▸ STATED EXERCISE: Can the data below be echoed back word for word?

--

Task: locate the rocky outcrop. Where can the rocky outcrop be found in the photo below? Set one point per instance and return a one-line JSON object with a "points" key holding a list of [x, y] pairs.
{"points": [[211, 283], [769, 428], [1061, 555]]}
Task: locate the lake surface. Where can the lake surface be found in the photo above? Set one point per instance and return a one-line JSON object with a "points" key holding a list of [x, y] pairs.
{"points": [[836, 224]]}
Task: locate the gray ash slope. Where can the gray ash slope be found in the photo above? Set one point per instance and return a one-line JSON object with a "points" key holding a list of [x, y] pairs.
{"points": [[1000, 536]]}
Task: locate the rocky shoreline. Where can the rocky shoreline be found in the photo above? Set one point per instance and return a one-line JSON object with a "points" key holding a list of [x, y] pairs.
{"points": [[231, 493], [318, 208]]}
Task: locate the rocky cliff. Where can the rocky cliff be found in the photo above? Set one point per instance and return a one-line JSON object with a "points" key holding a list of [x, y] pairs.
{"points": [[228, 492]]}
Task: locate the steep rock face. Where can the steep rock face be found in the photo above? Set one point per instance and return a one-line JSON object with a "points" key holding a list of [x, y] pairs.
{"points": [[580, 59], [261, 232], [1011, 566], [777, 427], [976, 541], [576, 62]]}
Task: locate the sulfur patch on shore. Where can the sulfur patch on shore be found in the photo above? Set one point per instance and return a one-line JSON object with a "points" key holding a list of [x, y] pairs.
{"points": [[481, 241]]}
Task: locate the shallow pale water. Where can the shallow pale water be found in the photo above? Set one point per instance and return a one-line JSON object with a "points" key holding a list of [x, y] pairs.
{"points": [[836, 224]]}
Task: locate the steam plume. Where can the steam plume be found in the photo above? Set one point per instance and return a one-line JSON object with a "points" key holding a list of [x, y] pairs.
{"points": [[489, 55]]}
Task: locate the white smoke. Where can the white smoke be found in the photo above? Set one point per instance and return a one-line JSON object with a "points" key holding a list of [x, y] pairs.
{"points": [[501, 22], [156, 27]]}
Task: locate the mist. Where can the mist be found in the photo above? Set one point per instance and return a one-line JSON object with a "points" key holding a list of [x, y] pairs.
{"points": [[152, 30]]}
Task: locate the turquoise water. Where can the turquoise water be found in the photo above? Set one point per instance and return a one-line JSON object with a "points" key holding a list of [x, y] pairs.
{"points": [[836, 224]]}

--

▸ RESULT OF THIS TASK:
Task: locate the rocky outcrop. Where can the rocky outcrop be found in the photo below? Set one point per instance and return a one-line JSON object with a "points" key holding a list of [x, y] pairs.
{"points": [[211, 283], [769, 428], [1061, 555]]}
Task: locate the lake surface. Where can the lake surface be found in the photo above? Set one point per instance and return a one-line JSON object with a "points" key holding a list of [x, y] pairs.
{"points": [[836, 224]]}
Task: locate the gray ash slope. Where can the gray ash slope be found in the photo above? Set one point per instance and return a one-line JSON object with a "points" key holding a list of [x, y] pairs.
{"points": [[1000, 536]]}
Task: locate the rocky shoreline. Where can the rocky shoreline be found in the photo above? Set one point per instance and return a one-line JSON object with a "points" key holding a list of [x, y] pairs.
{"points": [[231, 493], [318, 208]]}
Task: locate the rocky cliff. Where can the rocky cliff be found in the photo above? Set one point per instance and return a one-line JSON object with a "points" key holding a list of [x, y] pairs.
{"points": [[228, 492]]}
Task: locate the steep rock face. Where can the steep rock face be found in the photo above? Set one point per instance and return a one-line JSON object with a "points" key holding a list of [x, y] pairs.
{"points": [[580, 59], [261, 232], [1011, 566], [777, 427], [976, 541], [576, 62]]}
Task: locate the sulfur patch on shore. Where can the sulfur patch on shore be found in the photo above? Set one point per instance and return a one-line JSON object with a "points" key holding a list of [x, y] pairs.
{"points": [[481, 241]]}
Task: locate the shallow pale water. Where can the shallow pale water be found in the photo above? Set one point per instance and return a one-line JSON object with a "points" key holding a list of [x, y] pairs.
{"points": [[836, 224]]}
Task: locate the steam plume. Where can the steam plume be found in the photo above? Set one point per instance and return a one-line JSON object with a "points" key holding a list of [x, y] pairs.
{"points": [[489, 55]]}
Task: locate the white smoke. Where can the white smoke be found in the photo above? Set one point per instance and return a one-line JSON object with a "points" key holding a list of [x, y] pairs.
{"points": [[501, 22], [156, 27]]}
Task: locate the mist. Where can the mist be found in the photo above? Set one point per instance and return a one-line JSON object with a "points" key holding a list of [x, y] pairs.
{"points": [[152, 30]]}
Task: locate the turquoise water. Where can the turquoise water be found in the photo above? Set one point per instance and return a one-line JSON object with a "points" key holding a list of [x, y] pairs.
{"points": [[836, 224]]}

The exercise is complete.